= Text passage =
══════════════════════════════
A corporation generally cannot purchase its own shares because to do so would be violative of the “trust funds” doctrine. The capital stocks are deemed “trust funds” to be held unimpaired for the benefit of creditors and such would also mean that a stockholder cannot demand payment of his equity investment. There is no debtor-creditor relationship between the corporation and its stockholders.
What is then the remedy of a stockholder who desires to exit from the corporation because he disagrees with its decisions? In big corporations whose stocks are actively traded in the exchanges, the stockholder can easily exit by selling his shares. However, this may not be a practical option where the corporation is a small one and there is no ready market for its shares (De Leon, The Corporation Code, p. 656). This is sometimes referred to as the “hold-up problem” (Herbosa and Recalde, The Revised Corporation Code, p. 302).
══════════════════════════════
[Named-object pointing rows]
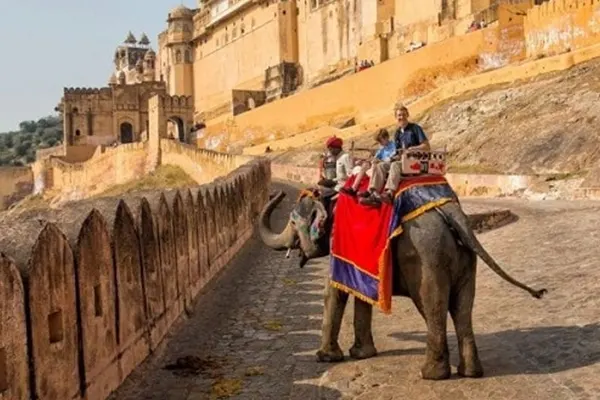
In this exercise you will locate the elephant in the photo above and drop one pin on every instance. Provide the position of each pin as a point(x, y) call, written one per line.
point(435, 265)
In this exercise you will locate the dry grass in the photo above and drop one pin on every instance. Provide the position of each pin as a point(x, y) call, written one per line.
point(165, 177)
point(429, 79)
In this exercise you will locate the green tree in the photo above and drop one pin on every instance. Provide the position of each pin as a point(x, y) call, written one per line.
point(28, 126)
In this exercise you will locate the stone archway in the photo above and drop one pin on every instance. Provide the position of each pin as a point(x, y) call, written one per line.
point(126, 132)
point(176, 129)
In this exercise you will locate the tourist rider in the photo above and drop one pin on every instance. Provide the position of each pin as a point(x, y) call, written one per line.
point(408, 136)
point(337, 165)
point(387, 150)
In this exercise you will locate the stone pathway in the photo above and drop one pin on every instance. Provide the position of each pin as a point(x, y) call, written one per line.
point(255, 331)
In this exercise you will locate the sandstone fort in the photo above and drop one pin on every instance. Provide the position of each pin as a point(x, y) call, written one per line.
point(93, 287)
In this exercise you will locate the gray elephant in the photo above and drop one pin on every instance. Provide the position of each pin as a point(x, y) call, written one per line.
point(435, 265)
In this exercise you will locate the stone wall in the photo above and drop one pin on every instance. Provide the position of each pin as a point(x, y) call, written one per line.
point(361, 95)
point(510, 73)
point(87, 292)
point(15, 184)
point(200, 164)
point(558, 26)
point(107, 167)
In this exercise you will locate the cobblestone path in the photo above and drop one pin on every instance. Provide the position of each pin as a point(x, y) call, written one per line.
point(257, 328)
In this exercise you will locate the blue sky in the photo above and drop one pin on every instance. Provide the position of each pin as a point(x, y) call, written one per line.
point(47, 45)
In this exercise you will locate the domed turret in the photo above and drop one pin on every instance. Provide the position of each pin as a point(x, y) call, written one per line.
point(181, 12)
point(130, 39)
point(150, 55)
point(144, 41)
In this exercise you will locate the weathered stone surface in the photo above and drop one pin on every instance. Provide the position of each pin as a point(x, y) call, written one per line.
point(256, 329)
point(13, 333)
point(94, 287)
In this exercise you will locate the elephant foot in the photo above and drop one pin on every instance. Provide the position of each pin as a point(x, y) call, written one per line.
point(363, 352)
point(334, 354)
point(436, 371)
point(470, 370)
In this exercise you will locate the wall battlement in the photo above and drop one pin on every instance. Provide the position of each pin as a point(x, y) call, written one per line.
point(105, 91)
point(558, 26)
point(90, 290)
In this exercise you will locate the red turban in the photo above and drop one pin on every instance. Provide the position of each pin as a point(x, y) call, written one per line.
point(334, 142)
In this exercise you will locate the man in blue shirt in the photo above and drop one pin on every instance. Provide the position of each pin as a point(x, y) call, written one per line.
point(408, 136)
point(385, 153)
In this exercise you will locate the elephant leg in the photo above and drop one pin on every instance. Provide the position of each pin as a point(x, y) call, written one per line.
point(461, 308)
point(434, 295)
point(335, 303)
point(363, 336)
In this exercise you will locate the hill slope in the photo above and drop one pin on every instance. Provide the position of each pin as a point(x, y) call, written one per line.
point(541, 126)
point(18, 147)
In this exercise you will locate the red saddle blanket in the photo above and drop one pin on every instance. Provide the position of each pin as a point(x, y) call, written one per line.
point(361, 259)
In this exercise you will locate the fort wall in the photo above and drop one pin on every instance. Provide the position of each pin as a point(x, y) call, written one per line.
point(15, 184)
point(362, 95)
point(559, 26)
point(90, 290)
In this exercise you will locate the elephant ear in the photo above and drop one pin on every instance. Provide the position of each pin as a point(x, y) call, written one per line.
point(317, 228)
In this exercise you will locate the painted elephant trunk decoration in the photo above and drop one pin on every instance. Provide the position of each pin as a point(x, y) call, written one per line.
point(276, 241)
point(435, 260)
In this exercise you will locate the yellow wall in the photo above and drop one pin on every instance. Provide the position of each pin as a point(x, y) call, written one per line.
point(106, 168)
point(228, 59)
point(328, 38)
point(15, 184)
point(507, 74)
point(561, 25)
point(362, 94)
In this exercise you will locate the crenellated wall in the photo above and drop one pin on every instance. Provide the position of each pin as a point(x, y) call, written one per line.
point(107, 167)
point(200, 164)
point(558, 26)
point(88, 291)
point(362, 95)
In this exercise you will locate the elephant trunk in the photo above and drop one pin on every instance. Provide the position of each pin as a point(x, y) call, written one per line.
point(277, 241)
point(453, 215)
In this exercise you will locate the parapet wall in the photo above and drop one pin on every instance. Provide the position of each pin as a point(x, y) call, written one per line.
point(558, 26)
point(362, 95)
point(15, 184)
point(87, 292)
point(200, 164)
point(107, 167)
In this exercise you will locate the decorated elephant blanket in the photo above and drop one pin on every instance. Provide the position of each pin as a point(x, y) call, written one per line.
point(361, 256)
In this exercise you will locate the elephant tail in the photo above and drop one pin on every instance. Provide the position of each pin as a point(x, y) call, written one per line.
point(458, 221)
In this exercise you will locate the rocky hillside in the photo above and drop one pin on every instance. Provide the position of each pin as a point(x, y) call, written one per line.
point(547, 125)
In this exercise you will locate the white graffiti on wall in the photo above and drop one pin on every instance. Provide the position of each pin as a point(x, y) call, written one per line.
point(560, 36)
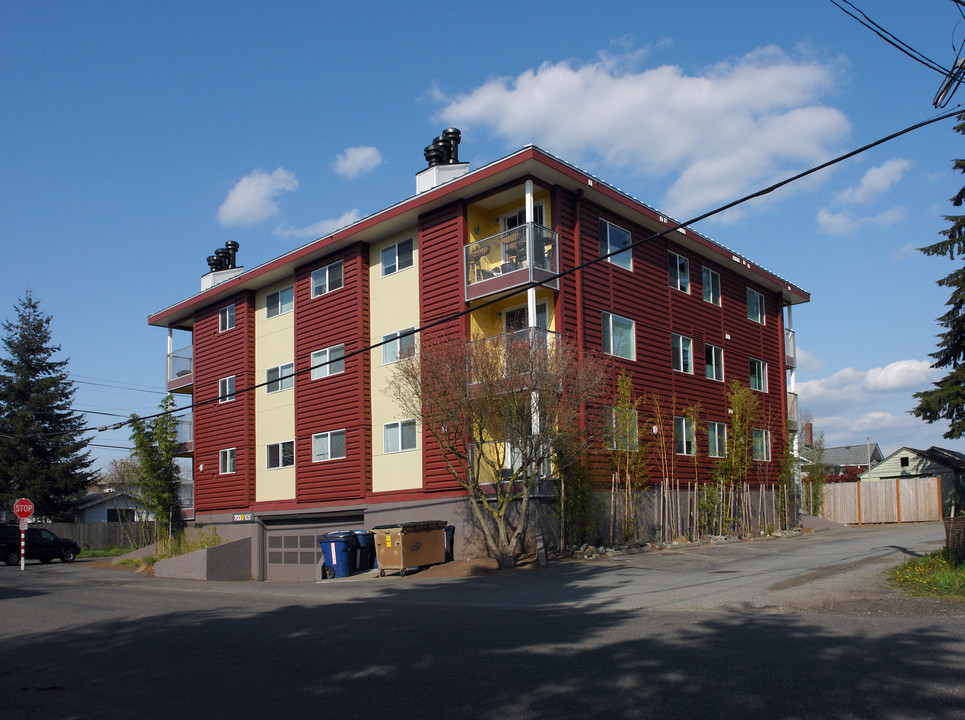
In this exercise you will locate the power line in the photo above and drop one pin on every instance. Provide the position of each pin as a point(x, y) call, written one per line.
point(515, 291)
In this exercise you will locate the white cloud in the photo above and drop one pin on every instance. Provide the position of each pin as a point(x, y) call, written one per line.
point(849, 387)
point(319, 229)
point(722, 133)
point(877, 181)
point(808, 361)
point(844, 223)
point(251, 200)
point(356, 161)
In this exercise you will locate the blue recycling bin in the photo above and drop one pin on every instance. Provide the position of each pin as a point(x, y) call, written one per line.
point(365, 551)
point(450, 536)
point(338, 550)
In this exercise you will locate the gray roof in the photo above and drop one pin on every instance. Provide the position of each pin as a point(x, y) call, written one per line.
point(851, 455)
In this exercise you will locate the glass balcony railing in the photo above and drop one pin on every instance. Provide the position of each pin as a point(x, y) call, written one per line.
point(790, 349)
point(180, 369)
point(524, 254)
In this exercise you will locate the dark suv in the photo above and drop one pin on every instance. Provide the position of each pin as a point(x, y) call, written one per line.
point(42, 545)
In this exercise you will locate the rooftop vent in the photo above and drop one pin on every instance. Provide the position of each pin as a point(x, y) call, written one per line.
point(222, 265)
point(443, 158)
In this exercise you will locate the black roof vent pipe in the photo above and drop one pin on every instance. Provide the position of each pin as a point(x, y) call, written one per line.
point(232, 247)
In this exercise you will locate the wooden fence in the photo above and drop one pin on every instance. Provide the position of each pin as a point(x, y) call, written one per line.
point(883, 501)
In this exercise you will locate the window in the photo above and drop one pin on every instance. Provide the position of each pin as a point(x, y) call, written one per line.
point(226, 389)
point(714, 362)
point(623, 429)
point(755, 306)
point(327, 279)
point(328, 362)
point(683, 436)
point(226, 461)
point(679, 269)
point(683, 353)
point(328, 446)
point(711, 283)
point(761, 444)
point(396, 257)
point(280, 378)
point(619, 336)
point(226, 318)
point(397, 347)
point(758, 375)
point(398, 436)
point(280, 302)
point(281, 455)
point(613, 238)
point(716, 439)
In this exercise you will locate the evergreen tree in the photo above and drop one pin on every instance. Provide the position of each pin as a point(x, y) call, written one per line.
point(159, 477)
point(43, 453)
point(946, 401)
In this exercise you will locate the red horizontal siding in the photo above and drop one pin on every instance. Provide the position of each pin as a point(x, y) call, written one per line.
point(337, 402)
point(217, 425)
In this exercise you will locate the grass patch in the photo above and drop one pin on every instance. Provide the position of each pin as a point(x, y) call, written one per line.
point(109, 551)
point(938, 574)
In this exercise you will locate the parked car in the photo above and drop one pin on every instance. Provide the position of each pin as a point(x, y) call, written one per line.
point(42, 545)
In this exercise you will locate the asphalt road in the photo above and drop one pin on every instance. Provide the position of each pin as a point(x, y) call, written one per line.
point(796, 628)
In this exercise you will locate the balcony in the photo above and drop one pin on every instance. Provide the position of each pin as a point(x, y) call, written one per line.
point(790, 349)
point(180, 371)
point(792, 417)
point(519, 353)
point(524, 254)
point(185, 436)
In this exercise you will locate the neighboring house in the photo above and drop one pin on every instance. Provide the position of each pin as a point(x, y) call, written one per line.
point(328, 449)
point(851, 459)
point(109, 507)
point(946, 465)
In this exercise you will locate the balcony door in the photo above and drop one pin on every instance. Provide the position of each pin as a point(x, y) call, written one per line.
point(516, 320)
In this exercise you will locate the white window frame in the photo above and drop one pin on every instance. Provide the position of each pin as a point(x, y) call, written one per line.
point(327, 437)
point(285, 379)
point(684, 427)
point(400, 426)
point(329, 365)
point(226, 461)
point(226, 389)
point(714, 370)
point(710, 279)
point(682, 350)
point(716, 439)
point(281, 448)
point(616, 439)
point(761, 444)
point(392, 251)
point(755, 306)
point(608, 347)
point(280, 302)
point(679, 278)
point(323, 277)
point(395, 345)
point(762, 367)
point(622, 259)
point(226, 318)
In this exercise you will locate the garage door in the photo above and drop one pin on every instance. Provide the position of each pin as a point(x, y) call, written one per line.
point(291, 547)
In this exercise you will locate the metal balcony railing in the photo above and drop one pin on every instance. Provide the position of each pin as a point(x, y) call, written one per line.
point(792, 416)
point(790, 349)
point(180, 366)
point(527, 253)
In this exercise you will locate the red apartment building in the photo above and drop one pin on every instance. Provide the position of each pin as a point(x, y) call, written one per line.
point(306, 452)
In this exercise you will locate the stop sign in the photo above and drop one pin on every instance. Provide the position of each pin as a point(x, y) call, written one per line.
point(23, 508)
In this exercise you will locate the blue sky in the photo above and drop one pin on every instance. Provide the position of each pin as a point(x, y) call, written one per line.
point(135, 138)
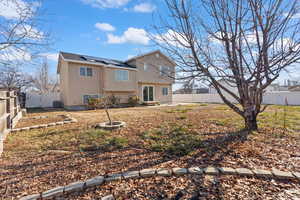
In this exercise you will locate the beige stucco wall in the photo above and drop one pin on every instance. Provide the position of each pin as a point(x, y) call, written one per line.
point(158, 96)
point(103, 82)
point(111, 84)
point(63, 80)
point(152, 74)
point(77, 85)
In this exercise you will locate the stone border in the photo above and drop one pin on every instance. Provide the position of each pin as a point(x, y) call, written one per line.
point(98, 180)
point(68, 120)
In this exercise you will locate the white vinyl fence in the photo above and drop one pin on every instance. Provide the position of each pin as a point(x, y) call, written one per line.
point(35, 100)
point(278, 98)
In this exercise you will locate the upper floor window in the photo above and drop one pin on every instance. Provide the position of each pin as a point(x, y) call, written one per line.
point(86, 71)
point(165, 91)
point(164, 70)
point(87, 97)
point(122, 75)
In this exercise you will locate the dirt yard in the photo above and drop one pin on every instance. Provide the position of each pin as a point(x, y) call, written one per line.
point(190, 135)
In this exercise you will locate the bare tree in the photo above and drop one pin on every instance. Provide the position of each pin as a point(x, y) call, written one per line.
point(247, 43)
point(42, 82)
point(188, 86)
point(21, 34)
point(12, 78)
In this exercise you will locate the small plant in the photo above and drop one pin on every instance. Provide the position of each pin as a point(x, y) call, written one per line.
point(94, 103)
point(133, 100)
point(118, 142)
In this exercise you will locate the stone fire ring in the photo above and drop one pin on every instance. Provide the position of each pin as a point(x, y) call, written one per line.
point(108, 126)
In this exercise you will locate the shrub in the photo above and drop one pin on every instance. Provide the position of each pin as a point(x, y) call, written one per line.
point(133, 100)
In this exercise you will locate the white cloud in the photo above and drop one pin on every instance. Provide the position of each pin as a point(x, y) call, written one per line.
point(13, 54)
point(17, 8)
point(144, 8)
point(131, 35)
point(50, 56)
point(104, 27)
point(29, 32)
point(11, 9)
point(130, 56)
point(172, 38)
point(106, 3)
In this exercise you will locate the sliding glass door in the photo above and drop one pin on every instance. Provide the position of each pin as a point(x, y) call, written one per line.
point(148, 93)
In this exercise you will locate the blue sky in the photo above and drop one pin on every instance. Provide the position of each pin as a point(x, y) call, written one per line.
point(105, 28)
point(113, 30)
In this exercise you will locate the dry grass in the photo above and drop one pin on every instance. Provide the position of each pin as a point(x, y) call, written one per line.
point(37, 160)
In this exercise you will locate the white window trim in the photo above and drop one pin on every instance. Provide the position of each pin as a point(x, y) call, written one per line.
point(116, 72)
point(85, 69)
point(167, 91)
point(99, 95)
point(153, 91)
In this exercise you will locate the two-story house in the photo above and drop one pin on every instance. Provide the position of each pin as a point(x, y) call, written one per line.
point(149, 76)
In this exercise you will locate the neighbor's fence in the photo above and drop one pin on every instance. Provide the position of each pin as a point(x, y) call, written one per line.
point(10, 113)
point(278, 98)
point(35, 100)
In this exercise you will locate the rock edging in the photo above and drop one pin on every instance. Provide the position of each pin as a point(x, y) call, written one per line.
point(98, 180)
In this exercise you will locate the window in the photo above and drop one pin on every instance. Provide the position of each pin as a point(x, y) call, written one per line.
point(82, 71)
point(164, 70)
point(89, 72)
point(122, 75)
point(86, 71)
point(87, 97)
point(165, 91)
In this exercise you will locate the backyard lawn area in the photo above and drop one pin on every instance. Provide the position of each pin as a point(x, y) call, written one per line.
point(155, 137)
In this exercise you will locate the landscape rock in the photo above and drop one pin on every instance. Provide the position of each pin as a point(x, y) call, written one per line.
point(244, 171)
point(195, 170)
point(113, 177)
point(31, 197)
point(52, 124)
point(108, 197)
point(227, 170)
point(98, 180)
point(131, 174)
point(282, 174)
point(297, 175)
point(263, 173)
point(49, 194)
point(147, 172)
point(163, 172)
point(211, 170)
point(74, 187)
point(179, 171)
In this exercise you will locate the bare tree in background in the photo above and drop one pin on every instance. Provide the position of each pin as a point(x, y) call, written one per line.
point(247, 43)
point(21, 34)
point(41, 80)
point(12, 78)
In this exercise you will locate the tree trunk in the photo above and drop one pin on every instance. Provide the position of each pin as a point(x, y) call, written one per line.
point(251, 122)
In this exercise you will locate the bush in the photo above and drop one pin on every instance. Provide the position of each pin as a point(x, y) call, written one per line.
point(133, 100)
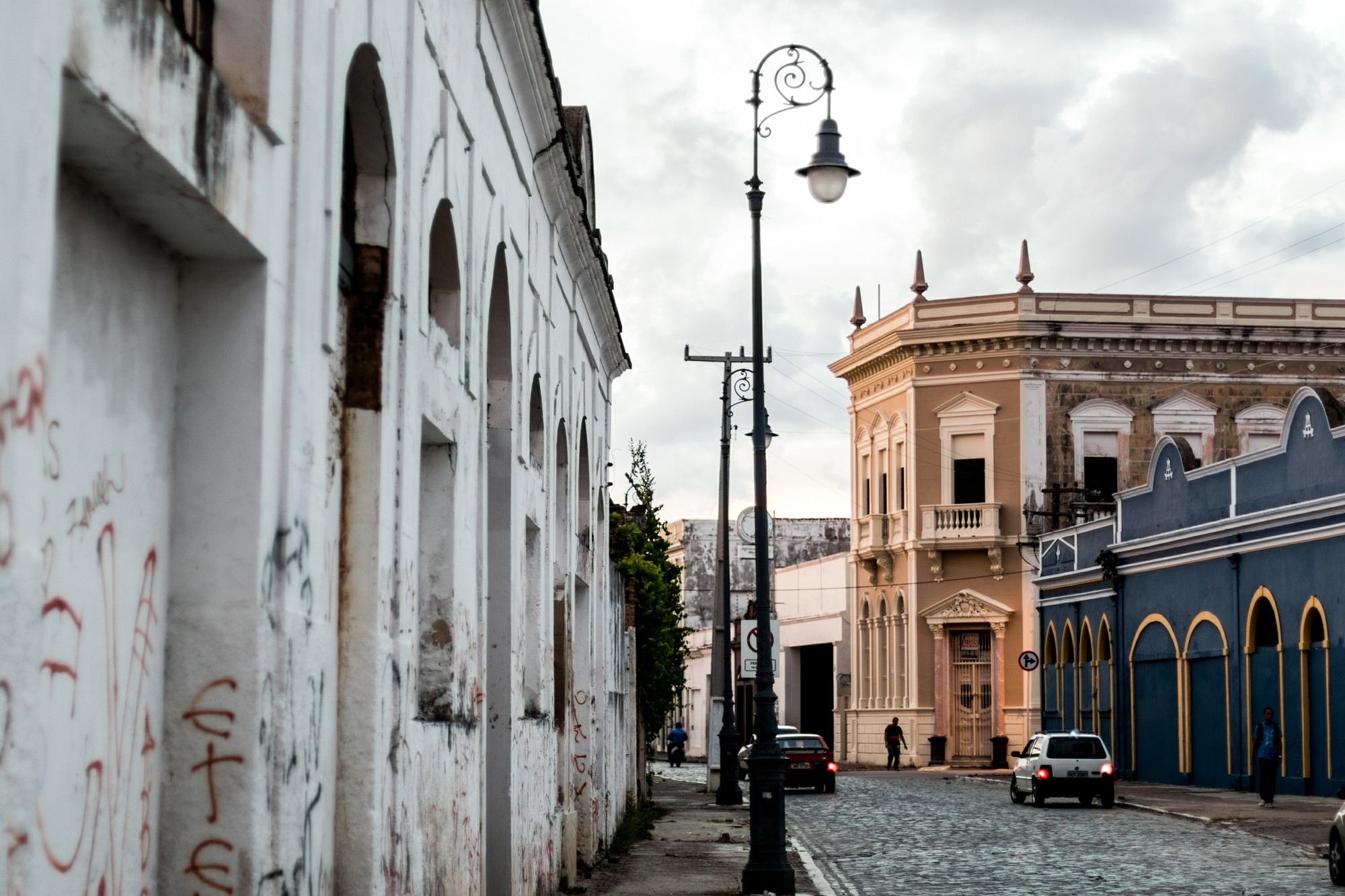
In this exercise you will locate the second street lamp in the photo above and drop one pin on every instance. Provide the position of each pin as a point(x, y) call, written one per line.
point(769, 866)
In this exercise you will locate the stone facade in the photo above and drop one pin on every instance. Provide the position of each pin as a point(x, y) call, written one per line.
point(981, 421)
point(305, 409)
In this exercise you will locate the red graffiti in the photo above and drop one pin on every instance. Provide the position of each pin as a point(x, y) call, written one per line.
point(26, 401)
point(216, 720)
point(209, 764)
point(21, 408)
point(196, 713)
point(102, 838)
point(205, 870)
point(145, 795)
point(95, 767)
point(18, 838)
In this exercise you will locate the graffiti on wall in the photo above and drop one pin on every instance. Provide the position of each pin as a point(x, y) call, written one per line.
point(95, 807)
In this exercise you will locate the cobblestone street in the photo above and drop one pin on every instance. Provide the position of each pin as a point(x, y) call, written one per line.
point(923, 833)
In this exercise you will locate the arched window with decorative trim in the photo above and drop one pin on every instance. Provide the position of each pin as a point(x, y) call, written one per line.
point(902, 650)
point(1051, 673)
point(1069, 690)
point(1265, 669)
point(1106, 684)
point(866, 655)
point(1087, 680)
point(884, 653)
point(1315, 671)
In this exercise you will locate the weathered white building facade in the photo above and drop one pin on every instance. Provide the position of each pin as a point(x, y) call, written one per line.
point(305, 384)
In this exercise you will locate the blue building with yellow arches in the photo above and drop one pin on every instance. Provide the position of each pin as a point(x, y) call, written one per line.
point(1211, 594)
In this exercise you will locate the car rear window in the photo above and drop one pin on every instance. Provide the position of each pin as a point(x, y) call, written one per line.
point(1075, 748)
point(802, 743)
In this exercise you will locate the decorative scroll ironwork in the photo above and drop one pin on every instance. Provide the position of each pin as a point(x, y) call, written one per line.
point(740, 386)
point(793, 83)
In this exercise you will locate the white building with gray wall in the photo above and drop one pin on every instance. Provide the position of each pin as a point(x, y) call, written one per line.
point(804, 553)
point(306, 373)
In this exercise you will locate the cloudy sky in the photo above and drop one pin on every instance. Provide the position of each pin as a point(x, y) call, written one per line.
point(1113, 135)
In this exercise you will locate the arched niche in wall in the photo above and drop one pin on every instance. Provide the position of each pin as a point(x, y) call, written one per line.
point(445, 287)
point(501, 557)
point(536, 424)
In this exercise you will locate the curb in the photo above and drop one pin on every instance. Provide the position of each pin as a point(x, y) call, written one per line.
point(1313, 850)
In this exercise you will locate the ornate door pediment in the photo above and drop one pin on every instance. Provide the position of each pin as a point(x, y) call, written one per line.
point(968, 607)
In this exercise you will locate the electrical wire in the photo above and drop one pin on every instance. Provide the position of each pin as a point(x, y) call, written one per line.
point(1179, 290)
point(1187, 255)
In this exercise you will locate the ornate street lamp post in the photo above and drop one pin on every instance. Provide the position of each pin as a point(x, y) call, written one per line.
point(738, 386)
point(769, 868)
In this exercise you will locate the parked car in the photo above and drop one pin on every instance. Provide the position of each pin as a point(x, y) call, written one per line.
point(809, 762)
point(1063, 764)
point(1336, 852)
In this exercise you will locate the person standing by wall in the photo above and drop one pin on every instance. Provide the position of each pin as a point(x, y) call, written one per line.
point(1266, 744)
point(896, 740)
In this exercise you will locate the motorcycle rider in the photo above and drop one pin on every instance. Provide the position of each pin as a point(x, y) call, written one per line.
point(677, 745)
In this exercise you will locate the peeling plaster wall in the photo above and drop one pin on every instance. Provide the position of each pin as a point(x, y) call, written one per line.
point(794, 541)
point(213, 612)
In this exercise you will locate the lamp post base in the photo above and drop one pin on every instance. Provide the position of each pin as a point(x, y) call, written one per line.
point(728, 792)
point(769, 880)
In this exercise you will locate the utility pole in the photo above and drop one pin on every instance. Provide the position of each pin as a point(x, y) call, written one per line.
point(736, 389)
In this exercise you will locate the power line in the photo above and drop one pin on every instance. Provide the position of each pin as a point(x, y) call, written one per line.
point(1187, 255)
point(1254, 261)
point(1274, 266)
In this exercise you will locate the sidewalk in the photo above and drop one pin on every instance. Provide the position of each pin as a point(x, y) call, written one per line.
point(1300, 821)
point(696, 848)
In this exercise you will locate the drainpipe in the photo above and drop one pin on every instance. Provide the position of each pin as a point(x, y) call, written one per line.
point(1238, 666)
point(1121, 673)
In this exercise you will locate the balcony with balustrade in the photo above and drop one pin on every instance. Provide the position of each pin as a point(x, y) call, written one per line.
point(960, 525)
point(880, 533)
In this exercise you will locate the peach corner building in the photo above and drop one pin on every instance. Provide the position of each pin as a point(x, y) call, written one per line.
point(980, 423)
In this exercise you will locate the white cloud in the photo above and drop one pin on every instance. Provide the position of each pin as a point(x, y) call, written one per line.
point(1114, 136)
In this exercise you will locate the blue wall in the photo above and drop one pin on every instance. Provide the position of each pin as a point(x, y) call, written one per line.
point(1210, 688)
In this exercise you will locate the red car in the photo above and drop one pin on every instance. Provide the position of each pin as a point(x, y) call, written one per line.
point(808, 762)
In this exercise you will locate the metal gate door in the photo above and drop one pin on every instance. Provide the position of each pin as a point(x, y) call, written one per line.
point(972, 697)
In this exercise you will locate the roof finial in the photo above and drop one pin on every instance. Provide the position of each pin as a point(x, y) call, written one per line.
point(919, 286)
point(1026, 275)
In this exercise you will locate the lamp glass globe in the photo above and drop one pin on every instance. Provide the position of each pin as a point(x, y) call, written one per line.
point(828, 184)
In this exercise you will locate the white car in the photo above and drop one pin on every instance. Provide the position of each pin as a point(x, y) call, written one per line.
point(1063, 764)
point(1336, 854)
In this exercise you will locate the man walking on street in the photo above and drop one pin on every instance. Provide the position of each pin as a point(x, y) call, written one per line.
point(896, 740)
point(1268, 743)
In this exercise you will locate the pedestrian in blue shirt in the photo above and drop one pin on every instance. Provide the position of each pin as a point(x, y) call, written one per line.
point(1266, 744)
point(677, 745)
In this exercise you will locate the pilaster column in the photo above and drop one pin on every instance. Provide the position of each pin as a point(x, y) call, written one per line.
══════════════════════════════
= Exercise task A =
Reproduce the corporation law passage word for word, from "What is then" to "Code, p. 302).".
= Exercise task B =
List the surnames of all authors cited in the corporation law passage.
= Exercise task C =
Write the next part of the corporation law passage, picking up after its last sentence.

= Expected answer A =
What is then the remedy of a stockholder who desires to exit from the corporation because he disagrees with its decisions? In big corporations whose stocks are actively traded in the exchanges, the stockholder can easily exit by selling his shares. However, this may not be a practical option where the corporation is a small one and there is no ready market for its shares (De Leon, The Corporation Code, p. 656). This is sometimes referred to as the “hold-up problem” (Herbosa and Recalde, The Revised Corporation Code, p. 302).

= Expected answer B =
De Leon, Herbosa, Recalde

= Expected answer C =
Nonetheless, the law, specifically Section 80 of the Revised Corporation Code, grants a narrow corridor for such exit under what is called the “appraisal right,” which can be exercised only under any of the following circumstances: (1) in case of an amendment to the articles which changes or restricts the rights of stockholders or authorizes preferences superior to those of outstanding shares, or extends or shortens the term of corporate existence; (2) in case of disposition of all or substantially all of the corporate assets; (3) in case of merger or consolidation; and (4) in case of investment of corporate funds for any purpose than the primary purpose of the corporation.
The exercise of the appraisal right should not prejudice creditors. The corporation may not pay and acquire shares, unless it has sufficient unrestricted retained earnings. Thus, its exercise is practically useless in a financially distressed corporation (Herbosa and Recalde, ibid.). The financial capacity of the corporation to pay is therefore a prerequisite for the exercise of the appraisal right.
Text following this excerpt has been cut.